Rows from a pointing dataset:
** START **

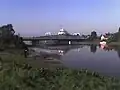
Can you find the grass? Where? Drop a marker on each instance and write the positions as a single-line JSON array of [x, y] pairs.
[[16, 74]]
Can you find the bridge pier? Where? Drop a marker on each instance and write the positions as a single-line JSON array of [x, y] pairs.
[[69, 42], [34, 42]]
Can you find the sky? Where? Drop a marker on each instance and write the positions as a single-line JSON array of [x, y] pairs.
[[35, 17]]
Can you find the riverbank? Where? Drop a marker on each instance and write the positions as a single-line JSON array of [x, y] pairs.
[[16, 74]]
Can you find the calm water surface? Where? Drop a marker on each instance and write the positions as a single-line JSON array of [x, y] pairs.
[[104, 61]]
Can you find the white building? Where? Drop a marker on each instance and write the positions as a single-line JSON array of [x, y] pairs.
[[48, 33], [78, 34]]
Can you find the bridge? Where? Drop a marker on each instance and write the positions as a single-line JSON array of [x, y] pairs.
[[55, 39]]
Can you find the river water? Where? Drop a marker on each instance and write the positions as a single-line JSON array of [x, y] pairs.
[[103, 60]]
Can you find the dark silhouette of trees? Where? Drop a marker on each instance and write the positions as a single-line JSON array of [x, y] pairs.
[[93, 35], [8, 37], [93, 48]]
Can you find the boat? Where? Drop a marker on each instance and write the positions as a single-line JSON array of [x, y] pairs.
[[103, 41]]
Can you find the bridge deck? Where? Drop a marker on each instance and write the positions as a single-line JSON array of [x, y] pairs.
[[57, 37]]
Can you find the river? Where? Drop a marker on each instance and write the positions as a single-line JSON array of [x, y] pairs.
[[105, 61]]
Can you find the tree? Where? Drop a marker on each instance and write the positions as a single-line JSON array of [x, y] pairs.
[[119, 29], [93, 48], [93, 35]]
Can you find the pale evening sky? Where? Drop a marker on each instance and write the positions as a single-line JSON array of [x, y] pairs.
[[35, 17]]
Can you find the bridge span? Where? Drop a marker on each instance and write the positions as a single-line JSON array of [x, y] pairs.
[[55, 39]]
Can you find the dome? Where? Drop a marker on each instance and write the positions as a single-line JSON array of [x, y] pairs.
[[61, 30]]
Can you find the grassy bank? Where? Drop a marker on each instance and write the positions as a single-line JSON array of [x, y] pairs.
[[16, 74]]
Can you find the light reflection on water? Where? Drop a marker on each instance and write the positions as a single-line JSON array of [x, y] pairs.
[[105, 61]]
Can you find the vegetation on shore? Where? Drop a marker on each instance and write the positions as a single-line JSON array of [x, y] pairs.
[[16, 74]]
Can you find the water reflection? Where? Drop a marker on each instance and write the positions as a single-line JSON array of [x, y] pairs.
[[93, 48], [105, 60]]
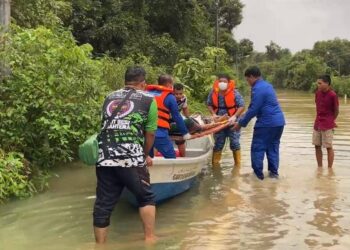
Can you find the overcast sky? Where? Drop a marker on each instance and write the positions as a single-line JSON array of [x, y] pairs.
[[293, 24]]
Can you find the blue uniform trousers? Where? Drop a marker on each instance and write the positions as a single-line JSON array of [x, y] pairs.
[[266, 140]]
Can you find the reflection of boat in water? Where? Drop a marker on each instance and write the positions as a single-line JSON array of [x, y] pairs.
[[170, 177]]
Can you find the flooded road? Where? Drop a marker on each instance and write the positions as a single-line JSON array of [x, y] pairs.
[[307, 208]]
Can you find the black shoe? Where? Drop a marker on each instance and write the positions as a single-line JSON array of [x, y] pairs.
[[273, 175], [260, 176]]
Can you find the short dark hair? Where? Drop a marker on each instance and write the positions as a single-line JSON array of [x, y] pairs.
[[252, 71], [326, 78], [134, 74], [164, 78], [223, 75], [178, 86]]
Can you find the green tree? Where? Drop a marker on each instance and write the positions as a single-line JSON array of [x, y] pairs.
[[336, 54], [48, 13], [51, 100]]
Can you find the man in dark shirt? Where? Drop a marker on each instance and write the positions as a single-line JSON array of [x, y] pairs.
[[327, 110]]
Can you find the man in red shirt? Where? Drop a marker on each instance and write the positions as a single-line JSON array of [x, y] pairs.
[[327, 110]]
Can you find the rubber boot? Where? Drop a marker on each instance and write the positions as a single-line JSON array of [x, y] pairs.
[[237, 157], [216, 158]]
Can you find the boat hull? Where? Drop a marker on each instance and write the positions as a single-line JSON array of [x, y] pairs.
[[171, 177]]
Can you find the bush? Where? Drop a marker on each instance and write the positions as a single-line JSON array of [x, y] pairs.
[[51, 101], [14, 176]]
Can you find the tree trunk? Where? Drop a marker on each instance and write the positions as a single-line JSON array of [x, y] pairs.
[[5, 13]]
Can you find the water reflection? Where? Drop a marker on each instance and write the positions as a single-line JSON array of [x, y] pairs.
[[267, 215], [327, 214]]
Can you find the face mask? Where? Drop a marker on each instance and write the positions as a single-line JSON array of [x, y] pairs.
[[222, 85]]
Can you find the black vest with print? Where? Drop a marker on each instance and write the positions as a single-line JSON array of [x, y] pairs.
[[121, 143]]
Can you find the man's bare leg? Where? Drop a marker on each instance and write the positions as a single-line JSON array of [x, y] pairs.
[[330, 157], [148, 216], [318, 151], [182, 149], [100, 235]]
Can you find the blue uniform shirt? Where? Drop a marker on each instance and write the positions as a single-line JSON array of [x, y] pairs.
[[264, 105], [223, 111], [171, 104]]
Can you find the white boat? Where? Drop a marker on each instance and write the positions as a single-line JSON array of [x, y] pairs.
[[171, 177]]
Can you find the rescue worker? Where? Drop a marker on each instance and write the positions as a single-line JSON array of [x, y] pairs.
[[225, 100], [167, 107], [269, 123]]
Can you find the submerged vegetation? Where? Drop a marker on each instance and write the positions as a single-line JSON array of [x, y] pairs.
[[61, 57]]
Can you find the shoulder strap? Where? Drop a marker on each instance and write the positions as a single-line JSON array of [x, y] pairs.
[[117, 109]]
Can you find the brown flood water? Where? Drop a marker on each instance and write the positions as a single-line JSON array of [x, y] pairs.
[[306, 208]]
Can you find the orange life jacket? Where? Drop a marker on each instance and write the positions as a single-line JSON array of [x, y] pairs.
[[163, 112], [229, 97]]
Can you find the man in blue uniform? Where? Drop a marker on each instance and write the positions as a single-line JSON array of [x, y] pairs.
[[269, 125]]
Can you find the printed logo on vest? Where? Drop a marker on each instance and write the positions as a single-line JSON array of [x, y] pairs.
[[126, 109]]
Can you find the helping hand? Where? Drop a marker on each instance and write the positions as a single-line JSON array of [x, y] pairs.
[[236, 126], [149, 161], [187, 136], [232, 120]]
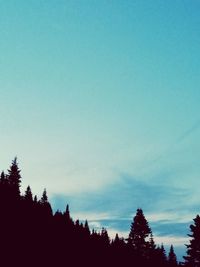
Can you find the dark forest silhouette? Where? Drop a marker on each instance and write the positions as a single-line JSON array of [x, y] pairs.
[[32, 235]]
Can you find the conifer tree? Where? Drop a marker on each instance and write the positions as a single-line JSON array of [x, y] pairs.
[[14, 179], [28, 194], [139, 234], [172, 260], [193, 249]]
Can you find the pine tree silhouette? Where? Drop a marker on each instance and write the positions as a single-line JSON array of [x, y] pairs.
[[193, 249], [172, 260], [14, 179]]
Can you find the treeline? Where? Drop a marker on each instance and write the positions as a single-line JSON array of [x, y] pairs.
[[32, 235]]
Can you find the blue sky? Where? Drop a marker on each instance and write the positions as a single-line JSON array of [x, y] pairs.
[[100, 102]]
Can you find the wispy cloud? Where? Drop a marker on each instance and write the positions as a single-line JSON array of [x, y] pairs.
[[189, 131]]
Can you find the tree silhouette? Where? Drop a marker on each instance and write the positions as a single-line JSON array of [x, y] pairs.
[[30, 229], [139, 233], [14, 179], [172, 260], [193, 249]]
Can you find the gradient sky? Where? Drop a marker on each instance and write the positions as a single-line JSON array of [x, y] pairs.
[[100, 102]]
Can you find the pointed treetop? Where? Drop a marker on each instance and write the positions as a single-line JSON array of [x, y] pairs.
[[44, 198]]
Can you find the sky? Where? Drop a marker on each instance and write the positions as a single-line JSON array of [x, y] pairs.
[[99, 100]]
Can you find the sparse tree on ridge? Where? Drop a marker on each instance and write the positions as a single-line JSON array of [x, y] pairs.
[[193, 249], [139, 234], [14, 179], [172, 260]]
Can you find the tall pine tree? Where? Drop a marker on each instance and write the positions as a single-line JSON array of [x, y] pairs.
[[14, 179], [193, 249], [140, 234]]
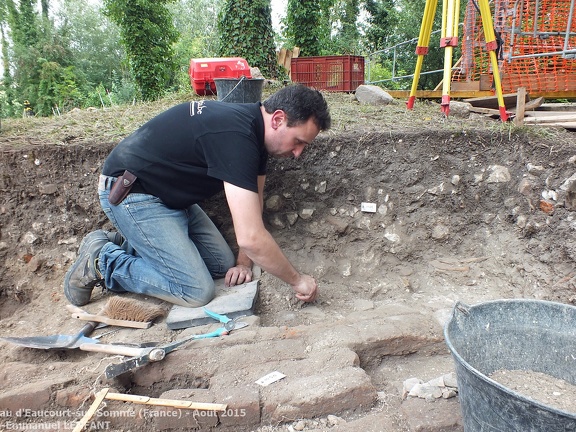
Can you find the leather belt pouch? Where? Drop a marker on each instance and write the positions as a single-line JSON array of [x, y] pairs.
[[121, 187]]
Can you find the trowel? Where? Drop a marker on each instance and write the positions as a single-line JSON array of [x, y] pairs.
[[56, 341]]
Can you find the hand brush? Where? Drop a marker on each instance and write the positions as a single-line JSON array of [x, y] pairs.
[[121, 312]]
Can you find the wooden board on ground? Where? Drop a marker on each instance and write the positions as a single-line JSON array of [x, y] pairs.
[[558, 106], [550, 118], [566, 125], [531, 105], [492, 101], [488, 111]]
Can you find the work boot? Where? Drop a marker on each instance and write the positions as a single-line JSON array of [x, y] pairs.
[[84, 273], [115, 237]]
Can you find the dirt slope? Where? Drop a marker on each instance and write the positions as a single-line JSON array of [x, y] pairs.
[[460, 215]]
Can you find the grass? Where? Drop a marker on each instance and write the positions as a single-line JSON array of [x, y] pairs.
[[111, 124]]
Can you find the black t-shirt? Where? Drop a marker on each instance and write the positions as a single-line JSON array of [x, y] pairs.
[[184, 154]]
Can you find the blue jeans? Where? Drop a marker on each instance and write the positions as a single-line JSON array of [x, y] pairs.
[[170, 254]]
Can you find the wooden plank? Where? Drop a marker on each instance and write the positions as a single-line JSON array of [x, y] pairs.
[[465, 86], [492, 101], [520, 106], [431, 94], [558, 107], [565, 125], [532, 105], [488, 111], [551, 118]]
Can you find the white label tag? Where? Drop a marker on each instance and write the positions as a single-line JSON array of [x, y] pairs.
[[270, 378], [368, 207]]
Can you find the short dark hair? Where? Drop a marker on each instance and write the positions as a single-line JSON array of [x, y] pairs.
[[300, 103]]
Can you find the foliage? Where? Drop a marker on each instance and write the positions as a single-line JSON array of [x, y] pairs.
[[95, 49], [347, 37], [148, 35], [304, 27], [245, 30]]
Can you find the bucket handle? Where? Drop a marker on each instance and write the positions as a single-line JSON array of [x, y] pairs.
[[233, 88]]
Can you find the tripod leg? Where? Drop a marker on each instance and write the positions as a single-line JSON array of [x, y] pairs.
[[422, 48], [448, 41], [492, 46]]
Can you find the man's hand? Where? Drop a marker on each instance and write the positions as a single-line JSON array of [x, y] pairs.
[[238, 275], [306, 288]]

** END **

▶ [Written instruction] Exactly as written, give again every line from the one containing "Can you find the wooden board" through the last line of the material above, and no other lines.

▶ [Task result]
Can you find the wooden board on ground? Where? Drop a marker on each instance and write the positions as a single-line JSON array of [x, y] pairs.
[[558, 106], [550, 118], [566, 125], [531, 105], [492, 101], [488, 111]]
Can you find the work boot? Where? Drop a marker on each instance and write the positions as a single-line JSON array of [x, y] pairs.
[[84, 273], [115, 237]]
Can you find the dirt slope? Where? Drop a marker on each instance and write the positions as a single-line JSON array of [x, y] pairs.
[[460, 215]]
Can you find the grass? Where? Drop a marker on each instance and write the positions as a single-line JSON array of [x, y] pairs.
[[111, 124]]
Can you find the black t-shirt? Where? Drop a marker on each instance and write the positions as a single-line JSON array of [x, y] pairs.
[[184, 154]]
Can you find the blue jeans? Where? Drop a marker on each instance and write the positions as a single-line JSON array of [x, y] pairs.
[[170, 254]]
Can you find the wooden plank? Where? Drop a marker on each instance and write the positions as a single-line JSON array of [x, y] pairs.
[[465, 86], [492, 101], [520, 106], [431, 94], [558, 107], [565, 125], [532, 105], [488, 111], [551, 118]]
Can you find the white label tag? Where? Drop a marker on each instance and write the positions as a single-line JSON array of [x, y] pairs.
[[270, 378], [368, 207]]
Can you find the short dark hair? Where? Drop a marker on each instance and write the positions as a single-line JSON array of [x, y] pairs.
[[300, 103]]
Can you find the foliage? Where? Drop a marker on each instance and write the positions as a single-line JSON array of [x, y] pairs.
[[95, 49], [347, 37], [148, 35], [304, 27], [245, 30]]
Can you find the bucket handle? Where? Drop a marker on each instance and write the positions as a single-line JSON array of [x, y] pairs.
[[233, 88]]
Can you find the tripod leg? Where? Drop a marker on each instance and write the positions as a single-line JSON array of [x, y] pairs.
[[422, 48], [448, 41], [492, 46]]
Can you find the man's hand? Where? Drop a marker on each instance and write the positions as a single-line JSON array of [x, y] pairs.
[[238, 275], [306, 288]]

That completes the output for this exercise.